Fragmenty zbioru danych detekcyjnych:
━━━━━━━━

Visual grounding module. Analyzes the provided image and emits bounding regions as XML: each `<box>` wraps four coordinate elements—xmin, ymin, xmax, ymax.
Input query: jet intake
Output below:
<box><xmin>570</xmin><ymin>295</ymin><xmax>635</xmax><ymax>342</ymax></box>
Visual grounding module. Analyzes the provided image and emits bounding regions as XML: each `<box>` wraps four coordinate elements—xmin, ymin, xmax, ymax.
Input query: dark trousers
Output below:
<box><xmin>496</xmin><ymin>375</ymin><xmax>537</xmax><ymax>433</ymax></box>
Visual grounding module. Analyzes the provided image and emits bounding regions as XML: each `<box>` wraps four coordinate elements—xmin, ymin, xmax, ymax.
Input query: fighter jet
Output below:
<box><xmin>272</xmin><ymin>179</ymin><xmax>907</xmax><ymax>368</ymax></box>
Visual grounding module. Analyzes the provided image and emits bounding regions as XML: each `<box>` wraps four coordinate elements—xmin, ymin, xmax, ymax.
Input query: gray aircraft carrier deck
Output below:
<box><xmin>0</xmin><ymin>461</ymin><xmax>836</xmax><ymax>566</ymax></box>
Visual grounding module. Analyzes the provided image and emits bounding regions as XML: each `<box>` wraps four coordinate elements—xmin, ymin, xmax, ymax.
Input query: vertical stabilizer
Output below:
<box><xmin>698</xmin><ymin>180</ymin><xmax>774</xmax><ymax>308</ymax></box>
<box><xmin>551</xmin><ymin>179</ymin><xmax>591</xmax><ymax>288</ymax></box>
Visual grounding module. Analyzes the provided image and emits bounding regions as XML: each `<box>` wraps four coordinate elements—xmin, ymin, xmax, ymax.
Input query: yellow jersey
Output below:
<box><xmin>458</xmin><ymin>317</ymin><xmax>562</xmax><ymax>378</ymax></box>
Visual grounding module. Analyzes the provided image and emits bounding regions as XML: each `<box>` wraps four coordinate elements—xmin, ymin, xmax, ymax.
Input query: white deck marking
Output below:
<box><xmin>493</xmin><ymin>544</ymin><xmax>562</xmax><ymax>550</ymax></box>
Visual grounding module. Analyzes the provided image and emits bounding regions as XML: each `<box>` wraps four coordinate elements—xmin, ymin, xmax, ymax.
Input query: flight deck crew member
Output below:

━━━━━━━━

- _Zadanie_
Należy zliczyć wiersze powyższych rekordów, w których występuje ciąg "Input", i podać wyłącznie otrzymaną liczbę.

- _Odpowiedź do ćwiczenia_
8